Set exercise.
Render the data from the line with "Guideline: for each instance of the dark" to the line with "column 264, row 202", both included, as a JSON list of strings with one string per line and any blank lines left out.

Material provided.
+===+
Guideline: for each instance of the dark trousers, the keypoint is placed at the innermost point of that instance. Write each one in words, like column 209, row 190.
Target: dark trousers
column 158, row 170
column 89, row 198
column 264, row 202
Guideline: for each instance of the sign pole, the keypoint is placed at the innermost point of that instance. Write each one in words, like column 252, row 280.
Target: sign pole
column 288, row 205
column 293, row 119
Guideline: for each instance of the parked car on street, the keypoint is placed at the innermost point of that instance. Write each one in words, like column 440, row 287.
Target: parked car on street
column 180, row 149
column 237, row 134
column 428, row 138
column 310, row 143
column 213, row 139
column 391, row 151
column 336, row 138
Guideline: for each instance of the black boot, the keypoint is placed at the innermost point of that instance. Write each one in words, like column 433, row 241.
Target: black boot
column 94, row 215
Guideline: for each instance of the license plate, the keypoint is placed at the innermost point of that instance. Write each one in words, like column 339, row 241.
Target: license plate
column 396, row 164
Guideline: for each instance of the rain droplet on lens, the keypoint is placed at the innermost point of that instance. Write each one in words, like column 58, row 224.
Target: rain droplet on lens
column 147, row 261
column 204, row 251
+===+
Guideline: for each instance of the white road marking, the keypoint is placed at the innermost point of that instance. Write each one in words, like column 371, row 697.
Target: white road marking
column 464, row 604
+===+
Solution for this exercise.
[
  "Guideline: for each instance of the dark trousers, the keypoint is placed at the innermost point of that instance. Write each one in words, like column 209, row 190.",
  "Target: dark trousers",
  "column 158, row 170",
  "column 89, row 198",
  "column 264, row 202"
]